── Given entries

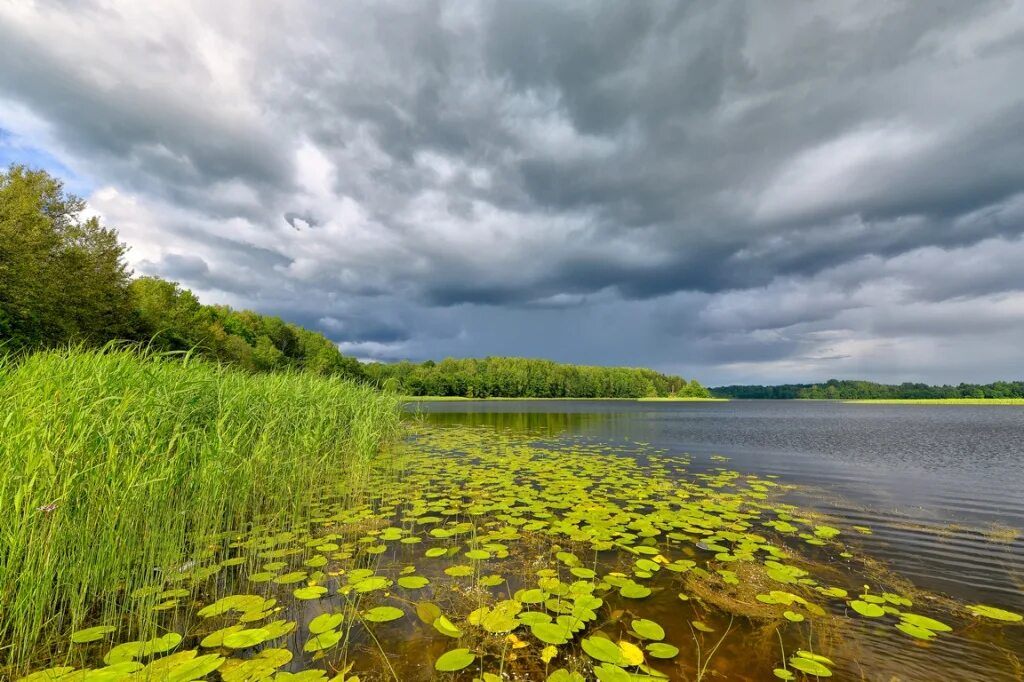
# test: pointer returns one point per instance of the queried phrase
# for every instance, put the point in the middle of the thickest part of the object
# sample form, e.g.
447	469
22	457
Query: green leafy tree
62	275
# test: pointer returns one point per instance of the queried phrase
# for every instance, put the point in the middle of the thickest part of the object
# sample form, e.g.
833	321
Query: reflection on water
939	485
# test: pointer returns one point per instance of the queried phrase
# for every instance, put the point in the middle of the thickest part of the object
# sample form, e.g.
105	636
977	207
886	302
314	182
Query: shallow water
941	487
717	517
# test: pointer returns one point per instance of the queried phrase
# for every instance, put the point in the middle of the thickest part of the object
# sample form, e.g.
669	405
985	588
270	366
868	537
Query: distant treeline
518	377
836	389
64	280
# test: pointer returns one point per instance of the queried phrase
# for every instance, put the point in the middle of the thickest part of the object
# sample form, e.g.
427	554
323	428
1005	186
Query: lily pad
93	634
455	659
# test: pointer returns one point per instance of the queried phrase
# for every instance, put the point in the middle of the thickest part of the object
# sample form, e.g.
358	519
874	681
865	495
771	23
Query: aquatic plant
121	468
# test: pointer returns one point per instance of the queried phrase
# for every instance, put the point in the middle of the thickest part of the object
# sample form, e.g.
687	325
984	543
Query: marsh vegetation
513	554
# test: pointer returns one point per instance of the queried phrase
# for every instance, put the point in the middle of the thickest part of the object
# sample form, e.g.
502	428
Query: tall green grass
116	463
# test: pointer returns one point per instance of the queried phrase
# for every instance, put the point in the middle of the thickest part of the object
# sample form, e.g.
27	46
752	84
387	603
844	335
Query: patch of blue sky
15	151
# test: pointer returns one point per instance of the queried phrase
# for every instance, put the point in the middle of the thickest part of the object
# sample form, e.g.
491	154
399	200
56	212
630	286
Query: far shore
938	401
439	398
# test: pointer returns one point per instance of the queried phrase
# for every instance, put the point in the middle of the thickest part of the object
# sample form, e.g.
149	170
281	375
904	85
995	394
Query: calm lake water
941	486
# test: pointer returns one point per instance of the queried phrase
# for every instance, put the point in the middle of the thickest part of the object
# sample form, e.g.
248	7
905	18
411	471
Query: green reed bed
118	465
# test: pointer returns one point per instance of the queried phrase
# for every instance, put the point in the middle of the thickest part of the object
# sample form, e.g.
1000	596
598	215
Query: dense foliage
172	318
518	377
64	280
835	389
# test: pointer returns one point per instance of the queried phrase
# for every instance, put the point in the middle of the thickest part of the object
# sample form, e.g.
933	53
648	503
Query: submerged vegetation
493	555
64	280
122	467
520	377
1019	400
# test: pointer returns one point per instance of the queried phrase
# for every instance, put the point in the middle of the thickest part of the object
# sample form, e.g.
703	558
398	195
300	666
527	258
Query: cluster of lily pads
496	556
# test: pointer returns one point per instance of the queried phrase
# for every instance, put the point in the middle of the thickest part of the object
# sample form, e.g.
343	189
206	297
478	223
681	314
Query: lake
940	486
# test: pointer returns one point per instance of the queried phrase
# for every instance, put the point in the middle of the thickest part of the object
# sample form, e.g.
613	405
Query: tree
62	276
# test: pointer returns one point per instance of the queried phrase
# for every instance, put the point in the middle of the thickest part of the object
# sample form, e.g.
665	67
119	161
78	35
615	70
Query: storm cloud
736	190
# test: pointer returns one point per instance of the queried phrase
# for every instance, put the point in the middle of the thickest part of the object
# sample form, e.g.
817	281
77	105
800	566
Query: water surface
941	486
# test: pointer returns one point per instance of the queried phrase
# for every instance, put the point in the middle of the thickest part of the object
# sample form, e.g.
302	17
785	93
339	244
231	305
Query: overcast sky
741	192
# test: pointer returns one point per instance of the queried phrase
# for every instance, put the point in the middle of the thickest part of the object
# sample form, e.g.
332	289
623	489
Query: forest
836	389
518	377
64	281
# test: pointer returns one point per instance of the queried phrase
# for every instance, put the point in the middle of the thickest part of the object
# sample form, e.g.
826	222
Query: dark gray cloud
735	189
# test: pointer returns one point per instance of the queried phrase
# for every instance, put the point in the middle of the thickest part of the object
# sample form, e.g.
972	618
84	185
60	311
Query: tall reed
116	464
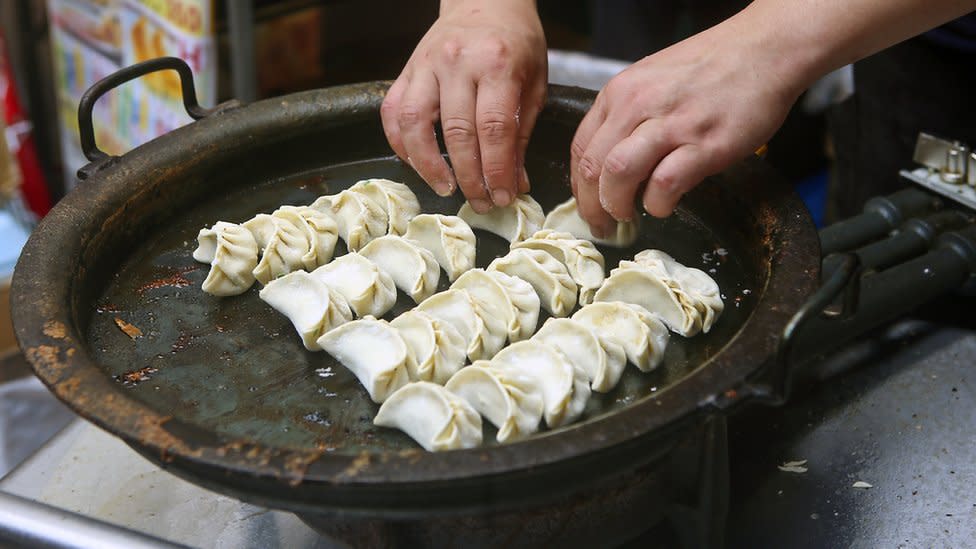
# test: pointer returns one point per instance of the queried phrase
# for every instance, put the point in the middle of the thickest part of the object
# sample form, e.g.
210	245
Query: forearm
809	38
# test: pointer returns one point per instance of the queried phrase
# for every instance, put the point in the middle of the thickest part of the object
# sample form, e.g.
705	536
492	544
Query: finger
676	174
498	101
389	112
458	105
418	111
628	166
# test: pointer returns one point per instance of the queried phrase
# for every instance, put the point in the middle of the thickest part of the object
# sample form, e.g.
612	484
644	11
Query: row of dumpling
294	238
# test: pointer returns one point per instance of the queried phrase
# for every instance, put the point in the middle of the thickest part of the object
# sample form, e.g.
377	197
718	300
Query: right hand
481	71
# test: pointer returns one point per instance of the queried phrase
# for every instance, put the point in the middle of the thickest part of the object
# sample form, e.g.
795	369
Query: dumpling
396	199
373	351
448	237
321	230
233	255
602	360
483	335
433	416
308	303
515	222
687	282
435	349
412	268
564	389
547	276
493	299
358	217
565	218
510	400
284	246
368	290
641	286
581	258
642	336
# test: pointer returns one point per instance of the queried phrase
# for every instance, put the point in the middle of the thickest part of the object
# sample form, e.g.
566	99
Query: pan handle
99	159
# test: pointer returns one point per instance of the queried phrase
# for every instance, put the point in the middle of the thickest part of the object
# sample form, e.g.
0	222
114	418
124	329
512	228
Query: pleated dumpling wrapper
513	301
642	336
601	359
564	389
565	218
433	416
515	222
448	237
309	304
368	290
435	349
283	243
232	253
358	217
641	286
373	351
396	199
483	335
581	258
547	276
510	400
412	268
687	282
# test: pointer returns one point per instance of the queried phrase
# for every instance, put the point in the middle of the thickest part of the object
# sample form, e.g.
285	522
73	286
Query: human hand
674	118
481	71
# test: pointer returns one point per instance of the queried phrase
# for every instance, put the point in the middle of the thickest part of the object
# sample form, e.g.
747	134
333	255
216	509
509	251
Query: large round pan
108	310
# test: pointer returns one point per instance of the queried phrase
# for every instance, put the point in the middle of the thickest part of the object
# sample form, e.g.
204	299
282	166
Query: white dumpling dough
564	389
581	258
412	268
510	400
515	222
368	290
232	253
642	336
396	199
602	360
433	416
547	276
373	351
448	237
309	304
358	217
565	218
435	349
688	283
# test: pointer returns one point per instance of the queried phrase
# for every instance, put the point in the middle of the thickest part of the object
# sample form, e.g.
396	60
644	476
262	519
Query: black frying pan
221	391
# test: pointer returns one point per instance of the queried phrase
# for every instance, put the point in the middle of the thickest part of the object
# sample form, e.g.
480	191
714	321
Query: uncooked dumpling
510	400
373	351
308	303
548	277
602	360
641	286
235	254
448	237
368	290
358	217
396	199
435	349
642	336
412	268
688	283
515	222
433	416
581	258
564	389
565	218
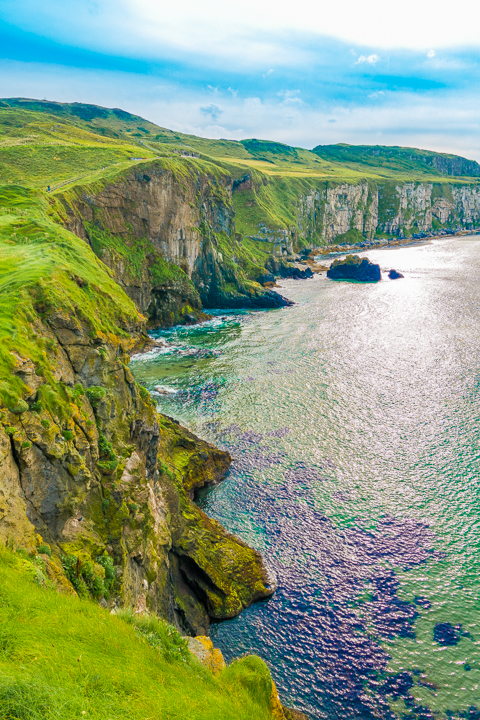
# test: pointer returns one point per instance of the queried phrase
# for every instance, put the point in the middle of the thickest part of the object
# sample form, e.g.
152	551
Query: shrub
19	408
44	550
95	394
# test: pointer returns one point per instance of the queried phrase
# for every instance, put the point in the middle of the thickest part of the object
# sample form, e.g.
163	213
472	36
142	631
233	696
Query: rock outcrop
164	234
88	469
354	267
394	275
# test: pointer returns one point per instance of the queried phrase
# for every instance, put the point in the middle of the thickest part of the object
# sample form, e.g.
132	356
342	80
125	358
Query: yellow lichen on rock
202	647
275	704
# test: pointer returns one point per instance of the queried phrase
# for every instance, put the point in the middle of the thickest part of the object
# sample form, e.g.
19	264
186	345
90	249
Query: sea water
353	419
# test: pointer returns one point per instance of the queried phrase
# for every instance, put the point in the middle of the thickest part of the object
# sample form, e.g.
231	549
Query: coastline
332	249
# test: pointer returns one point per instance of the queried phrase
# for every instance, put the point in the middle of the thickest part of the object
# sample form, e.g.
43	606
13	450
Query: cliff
88	467
64	658
167	231
186	223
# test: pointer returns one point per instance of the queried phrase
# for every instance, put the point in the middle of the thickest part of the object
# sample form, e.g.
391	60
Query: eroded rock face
149	217
113	477
354	268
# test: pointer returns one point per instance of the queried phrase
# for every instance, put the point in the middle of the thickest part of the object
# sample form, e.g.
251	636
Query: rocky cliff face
352	212
108	484
158	229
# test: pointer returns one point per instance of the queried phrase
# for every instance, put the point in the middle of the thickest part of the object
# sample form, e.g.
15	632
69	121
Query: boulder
354	267
394	275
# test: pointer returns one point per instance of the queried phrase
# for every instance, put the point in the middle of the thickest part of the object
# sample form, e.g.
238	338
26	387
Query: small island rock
354	267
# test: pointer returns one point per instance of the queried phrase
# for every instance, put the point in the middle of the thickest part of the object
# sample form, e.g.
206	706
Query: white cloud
247	33
212	111
370	59
447	121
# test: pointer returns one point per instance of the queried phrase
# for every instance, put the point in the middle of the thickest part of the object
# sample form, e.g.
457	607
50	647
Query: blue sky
303	72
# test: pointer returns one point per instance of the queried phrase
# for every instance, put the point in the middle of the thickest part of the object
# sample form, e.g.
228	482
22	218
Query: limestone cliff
163	231
87	465
349	213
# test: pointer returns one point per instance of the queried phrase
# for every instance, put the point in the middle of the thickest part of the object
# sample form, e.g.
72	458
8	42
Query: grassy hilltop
90	473
62	658
47	142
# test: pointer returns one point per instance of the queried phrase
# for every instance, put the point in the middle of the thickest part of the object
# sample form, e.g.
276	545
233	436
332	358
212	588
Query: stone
394	275
354	267
447	634
202	647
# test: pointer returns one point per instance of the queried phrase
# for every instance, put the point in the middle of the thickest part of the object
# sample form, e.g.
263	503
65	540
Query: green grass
44	268
63	658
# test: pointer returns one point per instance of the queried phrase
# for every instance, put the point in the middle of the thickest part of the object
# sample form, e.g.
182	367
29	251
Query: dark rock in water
266	277
279	267
422	601
394	275
447	634
398	685
354	267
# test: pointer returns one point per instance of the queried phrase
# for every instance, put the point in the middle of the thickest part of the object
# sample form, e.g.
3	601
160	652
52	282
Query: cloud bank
370	72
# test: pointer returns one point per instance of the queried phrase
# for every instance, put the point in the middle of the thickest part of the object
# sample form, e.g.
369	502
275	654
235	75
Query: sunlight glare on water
353	419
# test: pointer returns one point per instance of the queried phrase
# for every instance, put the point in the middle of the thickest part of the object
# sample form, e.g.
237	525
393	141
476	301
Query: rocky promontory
354	267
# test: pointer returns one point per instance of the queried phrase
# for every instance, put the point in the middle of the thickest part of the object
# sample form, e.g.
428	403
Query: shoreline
333	249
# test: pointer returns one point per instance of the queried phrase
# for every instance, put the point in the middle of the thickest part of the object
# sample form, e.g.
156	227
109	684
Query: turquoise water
354	421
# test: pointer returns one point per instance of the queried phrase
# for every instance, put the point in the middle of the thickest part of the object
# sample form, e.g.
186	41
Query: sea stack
354	267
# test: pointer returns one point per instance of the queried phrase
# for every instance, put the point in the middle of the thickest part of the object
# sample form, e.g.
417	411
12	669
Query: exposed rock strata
178	219
354	268
349	213
112	476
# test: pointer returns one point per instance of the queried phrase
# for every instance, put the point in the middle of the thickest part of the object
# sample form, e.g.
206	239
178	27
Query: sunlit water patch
353	418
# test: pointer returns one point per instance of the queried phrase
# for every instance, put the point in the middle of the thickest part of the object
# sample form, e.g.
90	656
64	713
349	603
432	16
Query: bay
353	418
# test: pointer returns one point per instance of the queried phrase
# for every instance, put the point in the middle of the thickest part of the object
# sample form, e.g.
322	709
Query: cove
353	419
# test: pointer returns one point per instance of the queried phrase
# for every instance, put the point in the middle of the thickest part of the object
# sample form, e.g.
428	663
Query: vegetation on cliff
61	657
87	465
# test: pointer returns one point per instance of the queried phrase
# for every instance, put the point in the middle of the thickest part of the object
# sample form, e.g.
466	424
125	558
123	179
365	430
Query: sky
306	72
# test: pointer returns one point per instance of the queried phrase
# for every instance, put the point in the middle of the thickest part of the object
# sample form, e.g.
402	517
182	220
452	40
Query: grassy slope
116	130
85	147
64	658
43	265
390	161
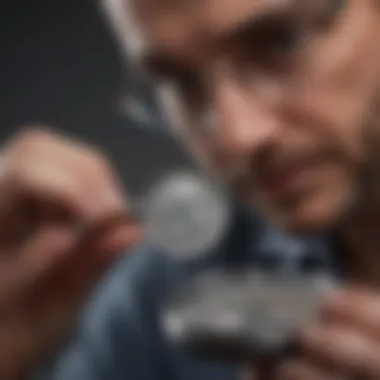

────

■ Aim of the exercise:
Locate every line in the material above that contains the string "green", and copy each of those lines in full.

■ Full solution:
Query: green leafy tree
Query: tall green grass
Query: green reed bed
Query: green grass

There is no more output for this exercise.